→ **WHAT THIS TASK INVOLVES**
Update the entries below, starting at the line containing "I'd really appreciate it if you could find the cloud" and ending at the last entry. Replace "overcast sky" with "cloudy sky", leave everything else unchanged, and return only those lines.

→ **DATA EXTRACT**
════
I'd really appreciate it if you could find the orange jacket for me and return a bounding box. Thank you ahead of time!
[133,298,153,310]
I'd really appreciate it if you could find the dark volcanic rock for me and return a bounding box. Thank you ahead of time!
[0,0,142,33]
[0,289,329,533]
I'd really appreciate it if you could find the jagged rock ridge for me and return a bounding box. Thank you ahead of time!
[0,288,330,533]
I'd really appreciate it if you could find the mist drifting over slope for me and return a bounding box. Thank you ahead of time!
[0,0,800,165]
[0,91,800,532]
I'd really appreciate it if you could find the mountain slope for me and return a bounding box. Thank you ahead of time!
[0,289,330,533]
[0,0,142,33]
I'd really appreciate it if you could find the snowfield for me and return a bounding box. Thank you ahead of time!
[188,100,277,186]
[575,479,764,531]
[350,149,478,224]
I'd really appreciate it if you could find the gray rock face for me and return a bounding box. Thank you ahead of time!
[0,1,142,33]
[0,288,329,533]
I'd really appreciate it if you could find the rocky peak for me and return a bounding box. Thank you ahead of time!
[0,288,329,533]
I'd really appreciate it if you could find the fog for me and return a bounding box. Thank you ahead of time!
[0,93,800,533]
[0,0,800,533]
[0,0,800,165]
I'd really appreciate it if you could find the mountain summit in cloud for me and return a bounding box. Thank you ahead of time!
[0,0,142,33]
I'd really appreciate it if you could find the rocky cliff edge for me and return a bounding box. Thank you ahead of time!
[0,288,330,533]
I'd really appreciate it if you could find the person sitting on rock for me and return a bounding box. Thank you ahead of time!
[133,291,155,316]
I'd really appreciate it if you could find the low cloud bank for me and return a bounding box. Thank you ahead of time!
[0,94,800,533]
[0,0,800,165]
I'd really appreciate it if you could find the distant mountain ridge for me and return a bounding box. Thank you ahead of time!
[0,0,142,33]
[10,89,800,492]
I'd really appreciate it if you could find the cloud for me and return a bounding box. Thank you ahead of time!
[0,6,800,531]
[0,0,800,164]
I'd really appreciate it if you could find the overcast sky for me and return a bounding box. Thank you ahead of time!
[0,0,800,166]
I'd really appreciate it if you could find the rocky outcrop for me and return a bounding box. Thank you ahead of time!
════
→ **ANSWER FOR THE TASK**
I'd really appreciate it if you could find the cloud for me and return a bounding box. Thank you ahead of time!
[0,6,800,531]
[0,0,800,164]
I'd really appreciate it if you could find the cloudy sky for me and return a bounding box. Thank you ahead of time!
[0,0,800,166]
I'd really appreciate it if you could find the rocky outcrop for me and return a bounding box. Thank you ahead of time!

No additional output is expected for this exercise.